Coordinate annotation entries:
-- -- --

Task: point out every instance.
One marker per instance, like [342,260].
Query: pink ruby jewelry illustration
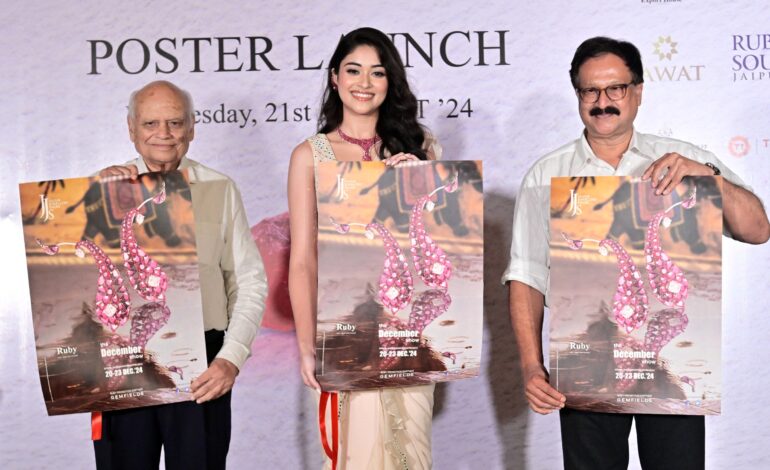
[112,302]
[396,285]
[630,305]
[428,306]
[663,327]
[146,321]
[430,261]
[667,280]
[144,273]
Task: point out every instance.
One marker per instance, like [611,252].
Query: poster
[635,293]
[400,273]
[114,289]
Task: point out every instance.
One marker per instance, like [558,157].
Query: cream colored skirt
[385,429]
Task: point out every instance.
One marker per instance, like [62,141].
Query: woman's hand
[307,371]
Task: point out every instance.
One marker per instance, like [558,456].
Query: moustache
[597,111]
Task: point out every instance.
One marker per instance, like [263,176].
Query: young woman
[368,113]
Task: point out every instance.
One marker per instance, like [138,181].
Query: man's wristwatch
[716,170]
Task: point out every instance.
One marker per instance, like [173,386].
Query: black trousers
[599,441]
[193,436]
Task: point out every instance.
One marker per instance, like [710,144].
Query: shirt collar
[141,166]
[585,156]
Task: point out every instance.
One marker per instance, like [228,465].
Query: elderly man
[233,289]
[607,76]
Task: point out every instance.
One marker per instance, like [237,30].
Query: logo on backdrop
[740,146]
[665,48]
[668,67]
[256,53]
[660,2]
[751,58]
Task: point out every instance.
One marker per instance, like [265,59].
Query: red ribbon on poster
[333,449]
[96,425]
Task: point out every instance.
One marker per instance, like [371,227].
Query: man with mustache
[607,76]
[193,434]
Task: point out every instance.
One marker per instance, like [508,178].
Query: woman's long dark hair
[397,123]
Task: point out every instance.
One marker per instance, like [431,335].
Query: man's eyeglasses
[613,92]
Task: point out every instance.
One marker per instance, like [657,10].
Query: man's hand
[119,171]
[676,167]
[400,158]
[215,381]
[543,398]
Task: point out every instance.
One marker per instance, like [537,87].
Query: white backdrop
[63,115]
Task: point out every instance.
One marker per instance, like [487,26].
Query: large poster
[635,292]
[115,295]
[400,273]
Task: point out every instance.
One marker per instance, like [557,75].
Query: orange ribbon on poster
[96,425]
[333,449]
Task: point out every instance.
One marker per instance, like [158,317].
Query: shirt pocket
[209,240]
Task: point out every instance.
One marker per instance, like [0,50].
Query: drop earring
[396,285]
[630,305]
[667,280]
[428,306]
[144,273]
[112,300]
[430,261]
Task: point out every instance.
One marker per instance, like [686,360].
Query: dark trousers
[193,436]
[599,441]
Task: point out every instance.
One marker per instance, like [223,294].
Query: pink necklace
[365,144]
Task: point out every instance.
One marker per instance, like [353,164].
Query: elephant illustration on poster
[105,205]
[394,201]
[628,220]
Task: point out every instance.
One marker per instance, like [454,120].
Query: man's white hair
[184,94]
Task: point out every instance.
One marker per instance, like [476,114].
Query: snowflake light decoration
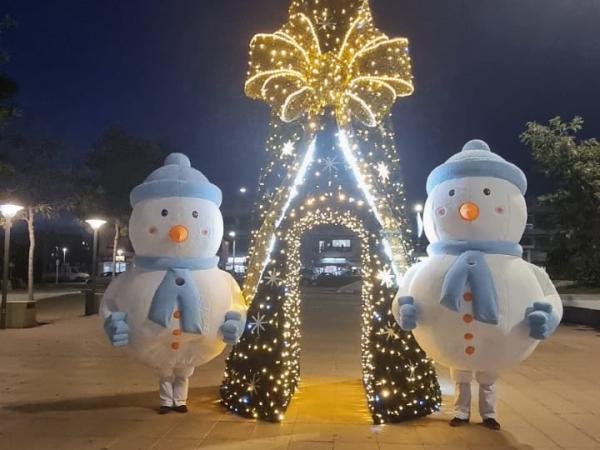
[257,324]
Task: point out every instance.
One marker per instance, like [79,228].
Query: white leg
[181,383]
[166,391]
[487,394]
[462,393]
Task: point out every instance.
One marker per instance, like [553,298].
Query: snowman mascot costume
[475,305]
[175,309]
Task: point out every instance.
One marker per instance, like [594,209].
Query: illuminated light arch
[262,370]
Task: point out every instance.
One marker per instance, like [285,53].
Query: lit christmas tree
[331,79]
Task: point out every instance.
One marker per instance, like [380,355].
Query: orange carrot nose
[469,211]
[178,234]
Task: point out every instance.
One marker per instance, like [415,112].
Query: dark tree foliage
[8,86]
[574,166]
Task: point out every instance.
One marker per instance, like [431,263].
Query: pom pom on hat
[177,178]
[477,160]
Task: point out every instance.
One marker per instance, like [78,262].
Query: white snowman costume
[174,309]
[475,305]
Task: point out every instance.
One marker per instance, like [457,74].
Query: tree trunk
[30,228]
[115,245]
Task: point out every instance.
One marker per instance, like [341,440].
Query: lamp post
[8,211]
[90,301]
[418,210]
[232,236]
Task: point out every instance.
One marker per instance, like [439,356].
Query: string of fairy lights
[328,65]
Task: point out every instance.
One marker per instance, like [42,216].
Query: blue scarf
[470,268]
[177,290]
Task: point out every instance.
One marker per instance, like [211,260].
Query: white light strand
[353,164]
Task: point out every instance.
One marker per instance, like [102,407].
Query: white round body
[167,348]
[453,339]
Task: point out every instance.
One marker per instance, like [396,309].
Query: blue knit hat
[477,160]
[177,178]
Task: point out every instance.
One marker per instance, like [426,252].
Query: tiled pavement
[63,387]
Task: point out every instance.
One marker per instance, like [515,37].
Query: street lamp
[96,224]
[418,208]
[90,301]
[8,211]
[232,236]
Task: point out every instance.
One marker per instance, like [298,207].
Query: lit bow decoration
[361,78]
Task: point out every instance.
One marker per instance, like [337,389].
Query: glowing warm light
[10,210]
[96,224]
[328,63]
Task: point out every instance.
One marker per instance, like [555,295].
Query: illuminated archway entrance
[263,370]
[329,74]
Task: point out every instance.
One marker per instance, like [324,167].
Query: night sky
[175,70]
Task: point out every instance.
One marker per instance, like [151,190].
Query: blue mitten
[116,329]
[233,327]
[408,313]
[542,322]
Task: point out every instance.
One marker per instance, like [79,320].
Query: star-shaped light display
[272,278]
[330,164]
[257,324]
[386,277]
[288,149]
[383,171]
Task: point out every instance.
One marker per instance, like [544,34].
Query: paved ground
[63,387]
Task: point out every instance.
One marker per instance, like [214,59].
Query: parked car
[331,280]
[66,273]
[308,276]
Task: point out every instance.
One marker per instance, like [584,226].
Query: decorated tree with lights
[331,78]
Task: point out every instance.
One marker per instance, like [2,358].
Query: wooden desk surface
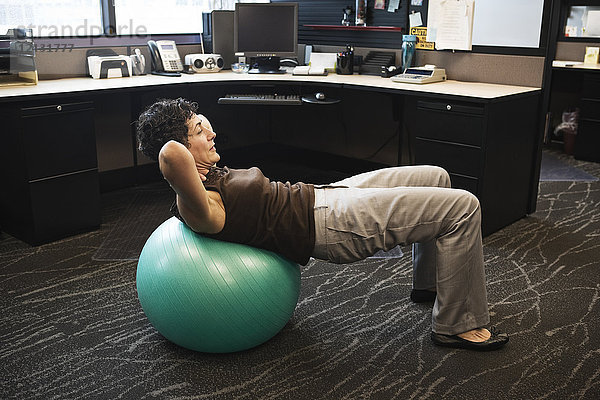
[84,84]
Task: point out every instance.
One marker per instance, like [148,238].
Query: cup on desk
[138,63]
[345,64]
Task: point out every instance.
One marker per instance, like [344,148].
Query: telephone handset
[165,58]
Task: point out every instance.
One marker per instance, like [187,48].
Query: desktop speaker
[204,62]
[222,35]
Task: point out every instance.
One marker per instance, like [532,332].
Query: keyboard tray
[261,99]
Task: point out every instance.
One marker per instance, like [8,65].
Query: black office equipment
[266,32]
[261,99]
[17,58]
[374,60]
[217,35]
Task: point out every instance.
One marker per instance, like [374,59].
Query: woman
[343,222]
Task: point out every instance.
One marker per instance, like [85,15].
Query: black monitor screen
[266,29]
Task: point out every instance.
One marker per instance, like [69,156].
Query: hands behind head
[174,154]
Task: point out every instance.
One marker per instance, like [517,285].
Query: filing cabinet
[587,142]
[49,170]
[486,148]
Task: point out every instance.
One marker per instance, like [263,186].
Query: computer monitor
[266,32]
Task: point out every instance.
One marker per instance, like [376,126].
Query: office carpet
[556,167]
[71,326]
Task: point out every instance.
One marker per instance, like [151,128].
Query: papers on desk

-- -- --

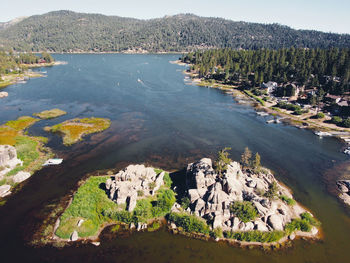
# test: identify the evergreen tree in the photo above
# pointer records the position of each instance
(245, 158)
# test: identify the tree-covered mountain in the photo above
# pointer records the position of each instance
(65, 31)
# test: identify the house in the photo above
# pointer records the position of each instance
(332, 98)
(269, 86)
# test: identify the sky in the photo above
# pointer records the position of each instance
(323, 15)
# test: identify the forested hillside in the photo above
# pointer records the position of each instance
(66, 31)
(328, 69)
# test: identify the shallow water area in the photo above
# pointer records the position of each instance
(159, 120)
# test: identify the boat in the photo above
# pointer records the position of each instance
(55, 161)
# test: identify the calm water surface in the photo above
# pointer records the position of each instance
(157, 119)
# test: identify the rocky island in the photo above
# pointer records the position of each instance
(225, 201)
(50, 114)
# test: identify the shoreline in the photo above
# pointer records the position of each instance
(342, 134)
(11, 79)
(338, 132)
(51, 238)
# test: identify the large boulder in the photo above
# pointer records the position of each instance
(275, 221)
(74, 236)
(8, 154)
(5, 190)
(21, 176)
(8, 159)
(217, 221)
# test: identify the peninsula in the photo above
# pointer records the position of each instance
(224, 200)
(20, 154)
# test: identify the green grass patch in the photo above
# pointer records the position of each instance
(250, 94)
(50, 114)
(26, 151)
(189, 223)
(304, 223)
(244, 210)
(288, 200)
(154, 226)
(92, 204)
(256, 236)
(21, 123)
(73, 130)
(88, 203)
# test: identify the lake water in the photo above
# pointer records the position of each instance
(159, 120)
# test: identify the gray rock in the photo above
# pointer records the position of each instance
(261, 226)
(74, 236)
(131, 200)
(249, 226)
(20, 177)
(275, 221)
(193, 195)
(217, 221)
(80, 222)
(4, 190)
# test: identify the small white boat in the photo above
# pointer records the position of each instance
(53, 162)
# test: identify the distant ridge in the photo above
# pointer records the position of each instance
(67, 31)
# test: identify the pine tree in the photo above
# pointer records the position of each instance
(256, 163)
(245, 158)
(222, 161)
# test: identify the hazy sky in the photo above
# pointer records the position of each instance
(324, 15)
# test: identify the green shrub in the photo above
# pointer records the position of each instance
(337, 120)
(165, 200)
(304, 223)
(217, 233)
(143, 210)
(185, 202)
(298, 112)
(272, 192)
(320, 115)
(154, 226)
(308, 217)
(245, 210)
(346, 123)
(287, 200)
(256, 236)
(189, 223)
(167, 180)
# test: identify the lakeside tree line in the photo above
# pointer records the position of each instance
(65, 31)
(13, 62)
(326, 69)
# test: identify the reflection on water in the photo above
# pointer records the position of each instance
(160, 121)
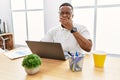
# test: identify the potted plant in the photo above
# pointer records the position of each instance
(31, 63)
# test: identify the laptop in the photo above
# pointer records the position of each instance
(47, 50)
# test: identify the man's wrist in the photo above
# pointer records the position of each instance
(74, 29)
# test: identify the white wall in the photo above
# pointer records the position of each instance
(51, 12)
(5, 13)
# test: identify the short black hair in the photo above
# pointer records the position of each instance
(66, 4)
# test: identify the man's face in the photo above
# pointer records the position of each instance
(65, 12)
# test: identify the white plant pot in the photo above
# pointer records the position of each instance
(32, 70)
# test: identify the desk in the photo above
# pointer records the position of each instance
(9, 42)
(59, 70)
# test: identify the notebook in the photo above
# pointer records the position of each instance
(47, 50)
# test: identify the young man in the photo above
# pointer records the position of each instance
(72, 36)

-- -- --

[Short problem] Which lines in the entries above contain the word "illuminated"? Copy each of them, and treat case as significant.

[Task result]
Query: illuminated light arch
Query: illuminated archway entrance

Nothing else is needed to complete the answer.